**Aim:**
Return each line of the records below verbatim, leaving out the pictures.

**Data excerpts:**
--------

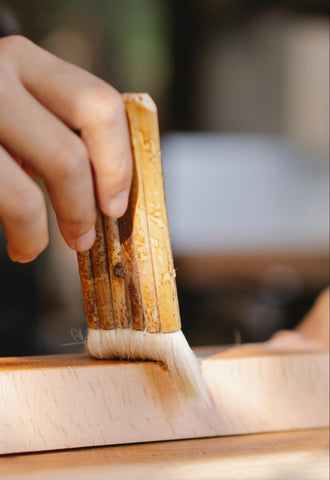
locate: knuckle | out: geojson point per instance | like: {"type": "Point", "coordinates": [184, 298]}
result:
{"type": "Point", "coordinates": [68, 161]}
{"type": "Point", "coordinates": [109, 104]}
{"type": "Point", "coordinates": [14, 43]}
{"type": "Point", "coordinates": [29, 205]}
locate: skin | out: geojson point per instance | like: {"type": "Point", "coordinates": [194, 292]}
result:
{"type": "Point", "coordinates": [44, 102]}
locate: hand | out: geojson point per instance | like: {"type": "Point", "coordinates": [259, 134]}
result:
{"type": "Point", "coordinates": [43, 102]}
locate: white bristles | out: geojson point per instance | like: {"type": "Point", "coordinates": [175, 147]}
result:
{"type": "Point", "coordinates": [170, 348]}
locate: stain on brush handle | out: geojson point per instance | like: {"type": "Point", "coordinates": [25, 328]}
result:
{"type": "Point", "coordinates": [131, 262]}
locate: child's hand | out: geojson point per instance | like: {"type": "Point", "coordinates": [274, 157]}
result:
{"type": "Point", "coordinates": [42, 100]}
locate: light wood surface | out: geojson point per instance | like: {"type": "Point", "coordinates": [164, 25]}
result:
{"type": "Point", "coordinates": [211, 269]}
{"type": "Point", "coordinates": [298, 455]}
{"type": "Point", "coordinates": [69, 401]}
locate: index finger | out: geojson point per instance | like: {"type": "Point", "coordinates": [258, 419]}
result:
{"type": "Point", "coordinates": [89, 105]}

--------

**Reply to the exercise:**
locate: knuckle | out: geojson point per instance | like: {"type": "Point", "coordinates": [184, 298]}
result:
{"type": "Point", "coordinates": [68, 161]}
{"type": "Point", "coordinates": [109, 104]}
{"type": "Point", "coordinates": [14, 43]}
{"type": "Point", "coordinates": [29, 205]}
locate: skin | out: geojson point per instance | like: {"type": "Point", "coordinates": [194, 292]}
result:
{"type": "Point", "coordinates": [44, 102]}
locate: hand | out: geojson point per instance | like: {"type": "Point", "coordinates": [259, 134]}
result:
{"type": "Point", "coordinates": [43, 102]}
locate: white bristles | out: geojson point per instance | like: {"type": "Point", "coordinates": [175, 147]}
result:
{"type": "Point", "coordinates": [170, 348]}
locate: stain on brush handle | out: geojson point per instance | like: {"type": "Point", "coordinates": [25, 328]}
result:
{"type": "Point", "coordinates": [131, 262]}
locate: child's hand | out: geojson point per instance | like: {"type": "Point", "coordinates": [274, 157]}
result:
{"type": "Point", "coordinates": [42, 100]}
locate: light wood surface | out: geojson point per instance | like: {"type": "Point", "coordinates": [164, 25]}
result:
{"type": "Point", "coordinates": [211, 269]}
{"type": "Point", "coordinates": [298, 455]}
{"type": "Point", "coordinates": [69, 401]}
locate: index finger | out: geojson point per instance | like: {"type": "Point", "coordinates": [258, 419]}
result:
{"type": "Point", "coordinates": [89, 105]}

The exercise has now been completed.